# Task objective:
Only the lines from the one bearing "of the bridge" to the final line should be transcribed, exactly and with both ends included. Pictures are to be left out.

# Provided records:
* * * * * * * * *
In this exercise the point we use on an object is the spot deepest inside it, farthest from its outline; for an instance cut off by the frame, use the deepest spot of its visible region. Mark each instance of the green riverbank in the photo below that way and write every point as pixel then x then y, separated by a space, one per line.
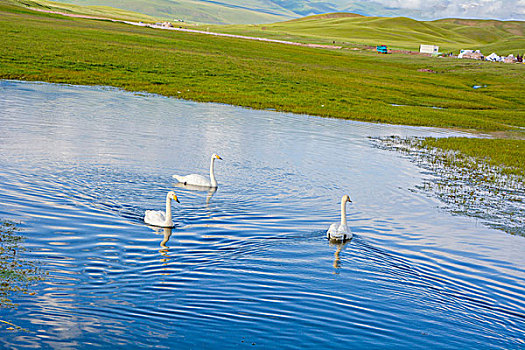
pixel 357 85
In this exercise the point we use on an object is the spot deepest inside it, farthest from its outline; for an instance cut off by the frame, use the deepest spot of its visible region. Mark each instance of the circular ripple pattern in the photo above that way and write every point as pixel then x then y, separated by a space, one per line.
pixel 248 265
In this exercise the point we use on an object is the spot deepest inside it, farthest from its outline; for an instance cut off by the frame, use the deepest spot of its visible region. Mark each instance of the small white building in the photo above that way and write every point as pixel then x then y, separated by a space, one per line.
pixel 431 49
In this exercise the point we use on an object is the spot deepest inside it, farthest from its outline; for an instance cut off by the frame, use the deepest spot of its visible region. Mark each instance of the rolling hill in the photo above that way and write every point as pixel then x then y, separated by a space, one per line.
pixel 244 12
pixel 349 30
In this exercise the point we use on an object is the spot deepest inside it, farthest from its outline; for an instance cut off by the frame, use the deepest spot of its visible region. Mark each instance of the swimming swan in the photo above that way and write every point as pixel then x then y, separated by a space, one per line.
pixel 199 180
pixel 159 218
pixel 340 232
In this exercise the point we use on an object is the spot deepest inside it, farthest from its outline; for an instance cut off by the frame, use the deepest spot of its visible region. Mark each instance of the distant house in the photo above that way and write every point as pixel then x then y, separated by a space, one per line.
pixel 476 55
pixel 382 49
pixel 430 49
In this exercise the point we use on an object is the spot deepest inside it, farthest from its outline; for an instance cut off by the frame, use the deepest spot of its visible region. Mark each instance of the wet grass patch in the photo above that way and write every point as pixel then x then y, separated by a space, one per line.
pixel 467 181
pixel 17 273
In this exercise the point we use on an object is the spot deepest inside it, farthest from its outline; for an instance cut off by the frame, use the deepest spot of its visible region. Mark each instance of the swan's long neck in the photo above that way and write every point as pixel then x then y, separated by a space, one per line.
pixel 168 210
pixel 212 173
pixel 343 212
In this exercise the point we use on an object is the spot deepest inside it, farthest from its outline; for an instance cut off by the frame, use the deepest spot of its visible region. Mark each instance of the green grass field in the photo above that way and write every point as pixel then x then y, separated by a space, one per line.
pixel 506 154
pixel 347 84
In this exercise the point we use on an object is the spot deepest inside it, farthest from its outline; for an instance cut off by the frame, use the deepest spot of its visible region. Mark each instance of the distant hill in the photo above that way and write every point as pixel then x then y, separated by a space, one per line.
pixel 348 29
pixel 246 11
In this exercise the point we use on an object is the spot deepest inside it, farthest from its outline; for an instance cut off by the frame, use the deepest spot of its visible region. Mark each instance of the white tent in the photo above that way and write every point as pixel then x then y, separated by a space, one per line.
pixel 493 57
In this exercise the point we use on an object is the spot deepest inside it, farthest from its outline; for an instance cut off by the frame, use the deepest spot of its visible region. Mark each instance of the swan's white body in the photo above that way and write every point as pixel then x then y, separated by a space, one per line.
pixel 199 180
pixel 160 218
pixel 340 231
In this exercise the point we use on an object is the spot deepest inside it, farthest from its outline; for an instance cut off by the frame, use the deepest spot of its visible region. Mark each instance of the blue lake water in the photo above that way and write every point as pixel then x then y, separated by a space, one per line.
pixel 251 268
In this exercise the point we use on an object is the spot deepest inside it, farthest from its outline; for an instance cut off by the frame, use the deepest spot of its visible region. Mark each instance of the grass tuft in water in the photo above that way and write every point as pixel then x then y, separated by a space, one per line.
pixel 16 273
pixel 469 183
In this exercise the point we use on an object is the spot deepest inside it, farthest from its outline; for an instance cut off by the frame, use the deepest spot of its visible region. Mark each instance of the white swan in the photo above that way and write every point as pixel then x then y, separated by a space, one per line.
pixel 159 218
pixel 340 231
pixel 199 180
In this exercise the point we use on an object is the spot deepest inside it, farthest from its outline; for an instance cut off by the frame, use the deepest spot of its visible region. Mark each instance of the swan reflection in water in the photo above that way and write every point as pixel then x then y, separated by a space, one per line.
pixel 166 232
pixel 211 190
pixel 340 246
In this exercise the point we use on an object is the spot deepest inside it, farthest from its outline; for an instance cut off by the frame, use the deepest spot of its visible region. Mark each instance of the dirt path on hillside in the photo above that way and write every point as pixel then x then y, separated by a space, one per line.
pixel 141 24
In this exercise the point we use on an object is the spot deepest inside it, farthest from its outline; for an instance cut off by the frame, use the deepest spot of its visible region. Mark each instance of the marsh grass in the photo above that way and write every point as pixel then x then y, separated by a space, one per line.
pixel 16 272
pixel 491 190
pixel 340 84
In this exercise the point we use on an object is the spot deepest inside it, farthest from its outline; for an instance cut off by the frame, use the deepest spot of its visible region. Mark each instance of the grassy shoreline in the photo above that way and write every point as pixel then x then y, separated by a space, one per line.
pixel 364 86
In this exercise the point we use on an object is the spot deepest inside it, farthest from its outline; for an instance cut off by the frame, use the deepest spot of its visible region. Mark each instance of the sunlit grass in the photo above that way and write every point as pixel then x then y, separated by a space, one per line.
pixel 509 155
pixel 341 84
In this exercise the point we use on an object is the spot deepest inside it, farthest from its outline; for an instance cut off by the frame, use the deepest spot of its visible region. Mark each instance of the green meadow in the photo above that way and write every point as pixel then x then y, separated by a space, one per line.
pixel 357 85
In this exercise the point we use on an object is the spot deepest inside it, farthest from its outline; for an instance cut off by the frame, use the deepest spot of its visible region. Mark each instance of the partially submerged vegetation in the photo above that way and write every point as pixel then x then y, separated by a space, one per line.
pixel 468 183
pixel 506 155
pixel 358 85
pixel 342 84
pixel 16 273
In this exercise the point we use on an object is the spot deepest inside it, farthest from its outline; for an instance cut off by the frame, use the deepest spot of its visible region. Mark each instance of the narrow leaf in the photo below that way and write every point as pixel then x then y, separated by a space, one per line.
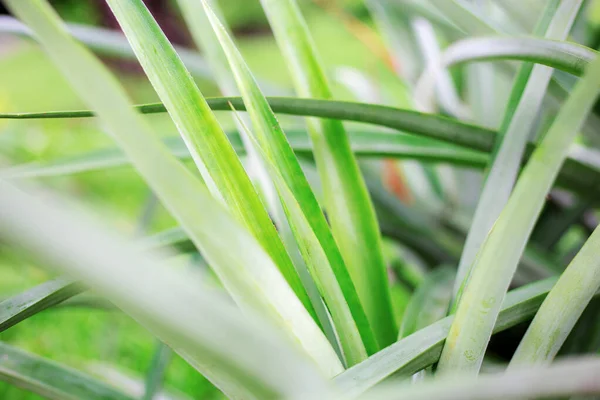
pixel 213 154
pixel 248 273
pixel 562 308
pixel 423 348
pixel 22 306
pixel 524 104
pixel 578 173
pixel 347 202
pixel 166 301
pixel 573 377
pixel 497 260
pixel 314 238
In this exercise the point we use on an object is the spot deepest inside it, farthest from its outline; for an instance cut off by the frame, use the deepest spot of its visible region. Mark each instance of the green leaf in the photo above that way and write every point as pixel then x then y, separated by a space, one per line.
pixel 423 348
pixel 347 201
pixel 213 154
pixel 565 56
pixel 429 302
pixel 572 377
pixel 23 305
pixel 562 308
pixel 364 144
pixel 463 15
pixel 524 104
pixel 497 260
pixel 206 39
pixel 113 44
pixel 249 273
pixel 51 380
pixel 106 43
pixel 310 228
pixel 164 300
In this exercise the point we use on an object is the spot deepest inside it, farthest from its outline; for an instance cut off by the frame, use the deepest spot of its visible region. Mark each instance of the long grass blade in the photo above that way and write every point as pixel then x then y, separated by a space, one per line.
pixel 562 308
pixel 105 42
pixel 497 260
pixel 51 380
pixel 166 301
pixel 347 202
pixel 524 103
pixel 573 377
pixel 364 145
pixel 423 348
pixel 248 273
pixel 207 40
pixel 22 306
pixel 213 154
pixel 578 174
pixel 429 303
pixel 314 238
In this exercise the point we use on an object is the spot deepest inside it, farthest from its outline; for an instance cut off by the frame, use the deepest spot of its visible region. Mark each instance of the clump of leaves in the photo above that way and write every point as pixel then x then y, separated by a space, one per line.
pixel 304 306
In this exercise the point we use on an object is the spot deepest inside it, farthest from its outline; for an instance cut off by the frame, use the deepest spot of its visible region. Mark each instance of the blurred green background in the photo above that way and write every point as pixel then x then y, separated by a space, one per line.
pixel 109 344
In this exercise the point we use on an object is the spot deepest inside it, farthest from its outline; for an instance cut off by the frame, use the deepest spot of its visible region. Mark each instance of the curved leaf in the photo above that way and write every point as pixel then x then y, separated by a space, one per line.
pixel 423 348
pixel 249 273
pixel 350 210
pixel 22 306
pixel 573 377
pixel 221 169
pixel 562 308
pixel 497 260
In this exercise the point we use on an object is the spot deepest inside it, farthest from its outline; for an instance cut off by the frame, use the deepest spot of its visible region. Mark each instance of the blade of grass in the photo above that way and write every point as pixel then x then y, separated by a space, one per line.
pixel 565 56
pixel 497 260
pixel 213 154
pixel 423 348
pixel 561 55
pixel 314 238
pixel 573 377
pixel 248 273
pixel 166 301
pixel 429 303
pixel 577 173
pixel 465 17
pixel 207 40
pixel 22 306
pixel 562 308
pixel 364 144
pixel 49 379
pixel 113 44
pixel 524 104
pixel 105 42
pixel 347 202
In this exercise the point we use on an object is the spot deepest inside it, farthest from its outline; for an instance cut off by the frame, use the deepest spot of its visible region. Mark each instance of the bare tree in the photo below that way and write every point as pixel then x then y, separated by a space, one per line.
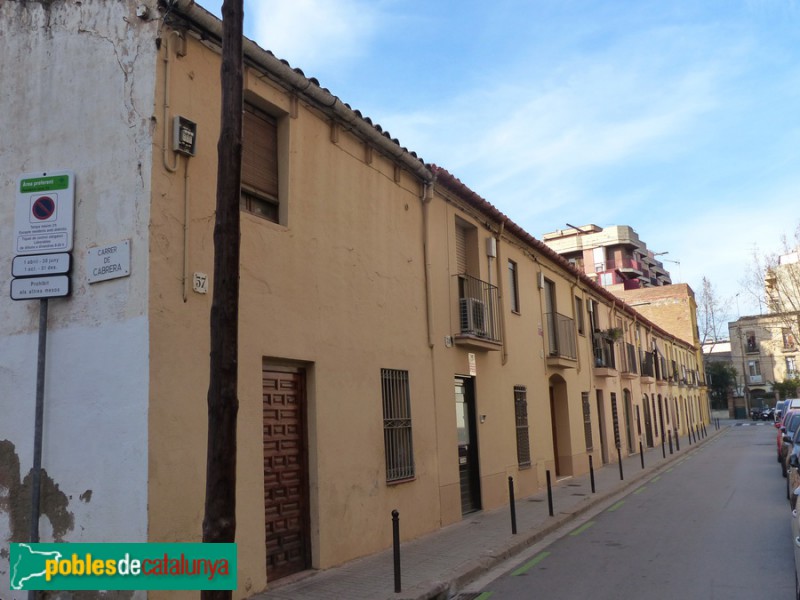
pixel 773 279
pixel 219 522
pixel 713 314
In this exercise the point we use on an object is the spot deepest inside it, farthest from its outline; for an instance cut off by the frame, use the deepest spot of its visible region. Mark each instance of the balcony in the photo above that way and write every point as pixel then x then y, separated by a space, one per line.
pixel 628 361
pixel 604 363
pixel 662 376
pixel 562 350
pixel 648 366
pixel 478 314
pixel 624 265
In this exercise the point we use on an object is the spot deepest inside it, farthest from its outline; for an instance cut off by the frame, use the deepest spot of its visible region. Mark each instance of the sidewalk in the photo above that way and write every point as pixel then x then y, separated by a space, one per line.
pixel 439 564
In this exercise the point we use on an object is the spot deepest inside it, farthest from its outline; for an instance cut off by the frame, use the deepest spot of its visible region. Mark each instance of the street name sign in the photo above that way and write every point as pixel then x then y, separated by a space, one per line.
pixel 45 213
pixel 108 262
pixel 33 288
pixel 32 265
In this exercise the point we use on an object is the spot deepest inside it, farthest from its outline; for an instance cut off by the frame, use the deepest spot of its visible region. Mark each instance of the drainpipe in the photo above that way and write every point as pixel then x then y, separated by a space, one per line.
pixel 426 198
pixel 181 51
pixel 185 229
pixel 501 311
pixel 165 150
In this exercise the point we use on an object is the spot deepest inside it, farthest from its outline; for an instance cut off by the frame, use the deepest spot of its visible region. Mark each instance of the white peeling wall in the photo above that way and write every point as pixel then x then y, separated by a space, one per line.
pixel 77 93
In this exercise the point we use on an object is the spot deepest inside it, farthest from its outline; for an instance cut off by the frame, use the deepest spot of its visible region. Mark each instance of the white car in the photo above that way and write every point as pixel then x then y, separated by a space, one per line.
pixel 796 541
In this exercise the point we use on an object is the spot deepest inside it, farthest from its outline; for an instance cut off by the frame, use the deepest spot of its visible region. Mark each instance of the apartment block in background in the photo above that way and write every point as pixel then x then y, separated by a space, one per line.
pixel 614 257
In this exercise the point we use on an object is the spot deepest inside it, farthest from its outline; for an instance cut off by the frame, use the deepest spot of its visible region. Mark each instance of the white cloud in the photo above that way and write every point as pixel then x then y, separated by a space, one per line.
pixel 313 35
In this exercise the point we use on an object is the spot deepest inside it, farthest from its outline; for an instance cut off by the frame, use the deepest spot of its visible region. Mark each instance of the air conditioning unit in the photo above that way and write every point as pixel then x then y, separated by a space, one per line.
pixel 474 318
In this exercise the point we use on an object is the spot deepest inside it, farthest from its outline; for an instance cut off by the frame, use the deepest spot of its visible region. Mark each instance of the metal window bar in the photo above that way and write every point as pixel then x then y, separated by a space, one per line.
pixel 662 374
pixel 479 308
pixel 604 352
pixel 561 336
pixel 631 361
pixel 397 437
pixel 647 364
pixel 521 417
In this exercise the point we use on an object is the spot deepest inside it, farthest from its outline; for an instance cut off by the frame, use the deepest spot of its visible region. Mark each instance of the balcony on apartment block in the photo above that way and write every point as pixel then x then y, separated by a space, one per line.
pixel 648 366
pixel 562 348
pixel 625 265
pixel 628 366
pixel 478 314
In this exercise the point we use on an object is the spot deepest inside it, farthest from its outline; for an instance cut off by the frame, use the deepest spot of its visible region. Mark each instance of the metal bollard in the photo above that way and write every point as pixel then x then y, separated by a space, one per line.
pixel 512 505
pixel 396 548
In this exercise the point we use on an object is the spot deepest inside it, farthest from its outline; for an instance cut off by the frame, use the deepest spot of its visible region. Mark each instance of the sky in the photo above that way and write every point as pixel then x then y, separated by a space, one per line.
pixel 680 119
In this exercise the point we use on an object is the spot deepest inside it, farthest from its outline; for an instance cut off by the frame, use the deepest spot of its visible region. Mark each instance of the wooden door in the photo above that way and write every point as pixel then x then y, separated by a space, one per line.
pixel 285 474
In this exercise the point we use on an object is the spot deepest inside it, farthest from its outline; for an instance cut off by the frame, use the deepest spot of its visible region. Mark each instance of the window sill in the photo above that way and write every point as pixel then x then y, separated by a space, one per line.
pixel 399 481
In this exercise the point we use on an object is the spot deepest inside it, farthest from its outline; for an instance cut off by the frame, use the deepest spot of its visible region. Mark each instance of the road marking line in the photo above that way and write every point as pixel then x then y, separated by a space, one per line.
pixel 616 506
pixel 582 528
pixel 530 564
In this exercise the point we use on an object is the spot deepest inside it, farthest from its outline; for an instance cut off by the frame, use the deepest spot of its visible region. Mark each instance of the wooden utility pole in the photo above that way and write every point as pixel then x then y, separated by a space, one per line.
pixel 219 522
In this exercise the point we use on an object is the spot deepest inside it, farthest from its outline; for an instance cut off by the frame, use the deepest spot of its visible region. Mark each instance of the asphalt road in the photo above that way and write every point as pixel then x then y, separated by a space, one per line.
pixel 715 525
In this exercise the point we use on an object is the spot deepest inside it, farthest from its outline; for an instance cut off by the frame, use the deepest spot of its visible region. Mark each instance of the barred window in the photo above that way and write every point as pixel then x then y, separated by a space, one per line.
pixel 397 437
pixel 521 416
pixel 587 420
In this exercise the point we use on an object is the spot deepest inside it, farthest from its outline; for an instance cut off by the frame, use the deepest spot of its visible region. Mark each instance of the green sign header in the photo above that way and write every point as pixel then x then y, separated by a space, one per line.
pixel 123 566
pixel 44 184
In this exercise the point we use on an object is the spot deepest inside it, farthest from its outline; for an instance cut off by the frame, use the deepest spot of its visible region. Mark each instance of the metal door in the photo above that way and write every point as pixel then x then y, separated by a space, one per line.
pixel 285 474
pixel 468 470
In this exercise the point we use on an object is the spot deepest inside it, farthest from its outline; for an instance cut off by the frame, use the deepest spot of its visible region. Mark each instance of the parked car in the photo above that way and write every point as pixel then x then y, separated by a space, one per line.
pixel 781 427
pixel 788 430
pixel 796 541
pixel 793 477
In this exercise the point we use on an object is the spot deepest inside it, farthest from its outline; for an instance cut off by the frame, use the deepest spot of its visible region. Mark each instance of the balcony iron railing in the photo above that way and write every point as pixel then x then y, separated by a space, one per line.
pixel 561 336
pixel 478 308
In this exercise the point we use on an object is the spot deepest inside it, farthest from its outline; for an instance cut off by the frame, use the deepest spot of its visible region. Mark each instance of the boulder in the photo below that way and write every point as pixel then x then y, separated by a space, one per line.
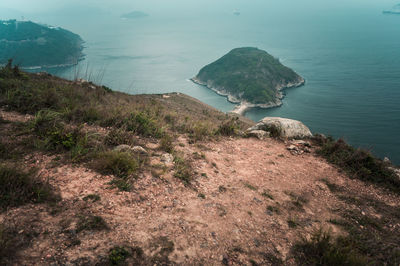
pixel 283 127
pixel 260 134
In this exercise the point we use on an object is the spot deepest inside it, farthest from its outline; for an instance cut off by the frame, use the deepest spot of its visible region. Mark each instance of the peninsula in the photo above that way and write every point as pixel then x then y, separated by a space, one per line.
pixel 249 77
pixel 33 45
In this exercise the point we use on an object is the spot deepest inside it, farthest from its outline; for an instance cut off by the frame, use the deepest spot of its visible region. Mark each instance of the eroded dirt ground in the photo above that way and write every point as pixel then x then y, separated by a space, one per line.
pixel 250 200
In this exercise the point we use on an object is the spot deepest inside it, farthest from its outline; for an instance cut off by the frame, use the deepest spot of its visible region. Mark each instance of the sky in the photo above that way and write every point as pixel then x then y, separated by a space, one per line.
pixel 38 6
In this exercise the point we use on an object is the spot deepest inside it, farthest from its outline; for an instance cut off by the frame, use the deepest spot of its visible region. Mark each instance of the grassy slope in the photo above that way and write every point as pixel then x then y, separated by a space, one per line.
pixel 250 71
pixel 81 123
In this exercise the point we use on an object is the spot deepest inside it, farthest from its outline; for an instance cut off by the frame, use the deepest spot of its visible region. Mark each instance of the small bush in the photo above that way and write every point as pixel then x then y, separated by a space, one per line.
pixel 121 184
pixel 90 223
pixel 360 164
pixel 92 198
pixel 183 170
pixel 200 132
pixel 55 135
pixel 322 249
pixel 11 241
pixel 18 188
pixel 118 136
pixel 166 144
pixel 229 128
pixel 120 164
pixel 118 255
pixel 142 124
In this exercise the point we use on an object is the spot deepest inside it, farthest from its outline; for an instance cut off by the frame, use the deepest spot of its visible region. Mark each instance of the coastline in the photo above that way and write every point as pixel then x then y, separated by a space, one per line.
pixel 243 106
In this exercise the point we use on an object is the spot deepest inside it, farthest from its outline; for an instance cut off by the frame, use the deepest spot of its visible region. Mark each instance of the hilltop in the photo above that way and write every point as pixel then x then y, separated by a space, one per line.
pixel 90 176
pixel 249 76
pixel 34 45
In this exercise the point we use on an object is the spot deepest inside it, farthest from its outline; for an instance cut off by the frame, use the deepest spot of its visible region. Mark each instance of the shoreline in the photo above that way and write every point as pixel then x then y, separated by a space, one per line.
pixel 242 106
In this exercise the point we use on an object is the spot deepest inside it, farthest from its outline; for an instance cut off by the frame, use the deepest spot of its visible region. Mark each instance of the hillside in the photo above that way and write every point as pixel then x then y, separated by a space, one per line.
pixel 31 45
pixel 249 75
pixel 89 176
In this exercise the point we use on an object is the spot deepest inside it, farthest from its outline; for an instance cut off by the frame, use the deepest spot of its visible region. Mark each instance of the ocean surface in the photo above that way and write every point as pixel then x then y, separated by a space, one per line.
pixel 348 52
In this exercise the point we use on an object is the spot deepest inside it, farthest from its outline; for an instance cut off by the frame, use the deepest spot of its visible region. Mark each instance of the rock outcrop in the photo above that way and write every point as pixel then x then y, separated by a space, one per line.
pixel 283 127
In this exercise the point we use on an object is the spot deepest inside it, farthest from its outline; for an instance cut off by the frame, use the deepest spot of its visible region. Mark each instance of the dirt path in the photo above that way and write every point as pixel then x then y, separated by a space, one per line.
pixel 250 201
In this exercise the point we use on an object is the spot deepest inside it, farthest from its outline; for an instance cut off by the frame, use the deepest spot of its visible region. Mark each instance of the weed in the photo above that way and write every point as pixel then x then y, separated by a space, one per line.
pixel 183 170
pixel 118 136
pixel 142 124
pixel 229 128
pixel 118 255
pixel 91 223
pixel 360 164
pixel 322 249
pixel 120 164
pixel 250 186
pixel 166 143
pixel 199 132
pixel 332 187
pixel 18 187
pixel 11 241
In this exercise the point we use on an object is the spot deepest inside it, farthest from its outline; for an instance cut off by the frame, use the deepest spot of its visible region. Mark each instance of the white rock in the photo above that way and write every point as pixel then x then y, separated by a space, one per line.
pixel 260 134
pixel 283 127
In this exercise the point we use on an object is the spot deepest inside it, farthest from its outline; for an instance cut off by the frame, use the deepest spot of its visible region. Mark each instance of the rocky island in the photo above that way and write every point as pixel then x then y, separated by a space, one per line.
pixel 249 77
pixel 33 45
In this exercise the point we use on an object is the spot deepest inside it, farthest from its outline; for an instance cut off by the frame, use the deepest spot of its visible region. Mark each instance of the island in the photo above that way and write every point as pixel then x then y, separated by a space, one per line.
pixel 33 45
pixel 249 77
pixel 134 14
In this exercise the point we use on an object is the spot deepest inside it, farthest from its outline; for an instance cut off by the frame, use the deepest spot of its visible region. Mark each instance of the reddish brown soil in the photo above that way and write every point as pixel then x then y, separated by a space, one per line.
pixel 225 216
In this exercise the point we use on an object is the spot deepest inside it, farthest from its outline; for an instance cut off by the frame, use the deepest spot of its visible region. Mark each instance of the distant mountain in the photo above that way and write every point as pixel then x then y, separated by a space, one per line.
pixel 134 14
pixel 34 45
pixel 249 75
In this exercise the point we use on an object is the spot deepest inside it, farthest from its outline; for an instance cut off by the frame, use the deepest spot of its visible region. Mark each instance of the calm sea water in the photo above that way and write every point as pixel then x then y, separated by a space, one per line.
pixel 348 51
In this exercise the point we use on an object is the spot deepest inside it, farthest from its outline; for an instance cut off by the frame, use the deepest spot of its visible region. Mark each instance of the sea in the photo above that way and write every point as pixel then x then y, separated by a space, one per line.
pixel 348 52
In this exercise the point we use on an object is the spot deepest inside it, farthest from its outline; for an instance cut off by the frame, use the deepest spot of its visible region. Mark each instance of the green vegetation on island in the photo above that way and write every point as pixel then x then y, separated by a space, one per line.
pixel 250 75
pixel 34 45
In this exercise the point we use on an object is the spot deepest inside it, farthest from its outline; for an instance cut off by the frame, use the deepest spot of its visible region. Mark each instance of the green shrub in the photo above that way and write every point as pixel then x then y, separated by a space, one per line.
pixel 92 197
pixel 91 223
pixel 229 128
pixel 322 249
pixel 199 132
pixel 360 164
pixel 142 124
pixel 12 240
pixel 183 170
pixel 118 136
pixel 120 164
pixel 166 143
pixel 55 135
pixel 118 255
pixel 121 184
pixel 18 187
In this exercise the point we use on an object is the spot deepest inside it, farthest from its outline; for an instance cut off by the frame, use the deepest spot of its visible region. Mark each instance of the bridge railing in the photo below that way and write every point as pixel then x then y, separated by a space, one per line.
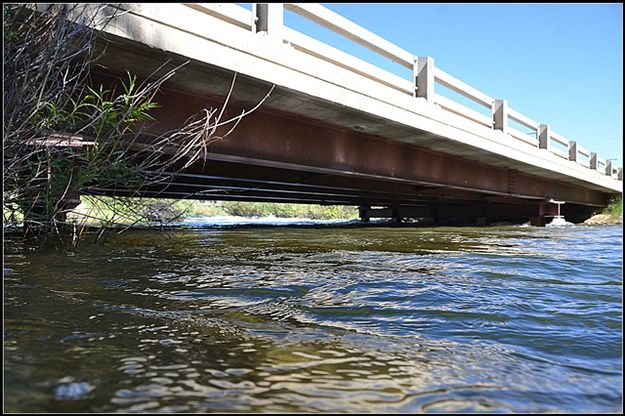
pixel 268 18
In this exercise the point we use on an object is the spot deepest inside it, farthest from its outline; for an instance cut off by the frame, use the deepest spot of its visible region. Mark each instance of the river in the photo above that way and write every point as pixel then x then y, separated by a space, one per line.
pixel 318 319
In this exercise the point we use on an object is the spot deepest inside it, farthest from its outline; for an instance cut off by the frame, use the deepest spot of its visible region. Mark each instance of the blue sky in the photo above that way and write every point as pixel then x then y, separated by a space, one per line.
pixel 559 64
* * * * * * * * *
# Response:
In this exercise the point we use on an object is the spot deepest inside it, farthest from its outline; for an instance cut off by the frame, use the deepest spot of its visible region. Mark each instance of the bridge railing in the photo below that way and write every point as pixel then x then y, separated by a space, one per line.
pixel 268 18
In this exercise the point we use on an object is the spot deepest inside it, farthest from its outline; for an instance cut off by the frame, use the deepest spot of its visible region. Mark each instance of the river in the photo above that way and write every point as pixel then x then y, separated by a space, one per line.
pixel 318 319
In this exercise the point we use on an object is the spot deepest inside it, farthest from its outline; for an instance cut off by the frame, use the deepest spot of its visible region. Mark each instance of the blue sky in the photo above that way and write every point as pixel then x then y, separated by a space, one per line.
pixel 559 64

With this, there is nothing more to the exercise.